▶ ANFORDERUNGEN DER ÜBUNG:
1. Erkläre anhand des Interviews mit Philippe Müller in ein bis drei Sätzen, weshalb die Polizei an den Empfangsstellen präsent ist.
2. Gib einen Abschnitt aus dem Interview mit Philippe Müller wortgetreu wieder: Beginne bei den Worten „Philippe Müller: Es“ und höre nach „diese Menschen unterbringen?“ auf.
3. Fasse den Absatz des Interviews mit Philippe Müller, der mit „Auf der einen Seite privat“ beginnt, als Liste zusammen und behalte dabei seine wesentlichen Angaben bei.

▶ VORGEGEBENER TEXT:

«Die Schweiz ist solidarisch»
Was passiert mit den aus der Ukraine Geflüchteten? Warum wurden Syrer*innen anders behandelt? Was machen wir mit Sans-Papiers aus Eritrea? Und warum sollte die Schweiz aufrüsten? Sicherheitsdirektor und FDP-Regierungsrat Philippe Müller im Interview.
Der Berner Sicherheitsdirektor Philippe Müller ist im Kanton Bern zuständig für den Migrationsdienst. Er hat in Asylfragen oft eine pointierte Haltung. Seit dem Angriff Russlands auf die Ukraine hat er auf den Sozialen Medien wiederholt linke Sicherheits- und Friedenspolitik scharf kritisiert. Umgekehrt wird Müller von linker Seite oft hart angegangen, wenn es um den Umgang mit Geflüchteten und abgewiesenen Asylsuchenden geht, selbst wenn er als Regierungsrat nicht immer verantwortlich ist für die kritisierte Politik.
--
Schon über 11’000 Geflüchtete aus der Ukraine haben sich in der Schweiz registriert. Bei der Aufnahmestelle Zieglerspital hatte es letzte Woche lange Schlangen. Ist der Kanton Bern vorbereitet für die Aufnahme der Geflüchteten?
Philippe Müller: Es ist für die Kantone sicher keine alltägliche Situation. Aber wir haben eine gewisse Anzahl Plätze in den Bundesasylzentren. Und man hat Private, die Leute aufnehmen. Im Kanton Bern rechnen wir heute mit bis zu 30’000 Flüchtlingen bis Ende Jahr.
Wo wollen Sie diese Menschen unterbringen?
Auf der einen Seite privat. Auf der anderen Seite in Asylzentren, die wir früher nutzten. Reconvilier haben wir gerade geöffnet. Und wir haben das Zentrum in Prêles in Betrieb genommen. Unterirdische Unterkünfte versuchen wir zu vermeiden. Dann kommen nicht genutzte Schulhäuser, Turnhallen oder ähnliches hinzu. Es gibt Listen, und die Gemeinden schauen, was möglich ist.
Wie schnell können Sie eine Betreuung gewährleisten?
Diese Leute brauchen Informationen. Wir haben Betreuungspersonal, die Mitarbeiter der Hilfswerke und Zivilschützer. In der Stadt Bern haben wir eine unterirdische Unterkunft an der Mingerstrasse geöffnet, wo man Zivilschützer einsetzt. Da haben die Geflüchteten mal ein Dach über dem Kopf und erhalten Essen. Im neu eingesetzten Sonderstab sind namentlich Polizeioffiziere, die sich in der Stabsarbeit auskennen und wissen, was zu organisieren und zu koordinieren ist. Die Polizei ist auch an Empfangsstellen präsent, um zu verhindern, dass Ukrainerinnen von den falschen Leuten abgeholt werden.

▶ AUSZÜGE AUS DATENSÄTZEN:

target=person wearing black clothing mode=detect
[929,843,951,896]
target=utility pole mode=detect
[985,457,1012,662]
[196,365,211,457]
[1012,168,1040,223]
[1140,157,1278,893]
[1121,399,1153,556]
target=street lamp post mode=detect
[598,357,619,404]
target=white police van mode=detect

▶ LÖSUNGEN JE AUFGABE:
1. Die Polizei ist an den Empfangsstellen präsent, um zu verhindern, dass Ukrainerinnen von den falschen Leuten abgeholt werden.

2.
Philippe Müller: Es ist für die Kantone sicher keine alltägliche Situation. Aber wir haben eine gewisse Anzahl Plätze in den Bundesasylzentren. Und man hat Private, die Leute aufnehmen. Im Kanton Bern rechnen wir heute mit bis zu 30’000 Flüchtlingen bis Ende Jahr.
Wo wollen Sie diese Menschen unterbringen?

3.
- Unterbringung privat
- Unterbringung in früher genutzten Asylzentren
- Reconvilier wurde gerade geöffnet
- Das Zentrum in Prêles wurde in Betrieb genommen
- Unterirdische Unterkünfte sollen möglichst vermieden werden
- Zusätzlich kommen nicht genutzte Schulhäuser, Turnhallen oder Ähnliches infrage
- Es gibt Listen, und die Gemeinden prüfen, was möglich ist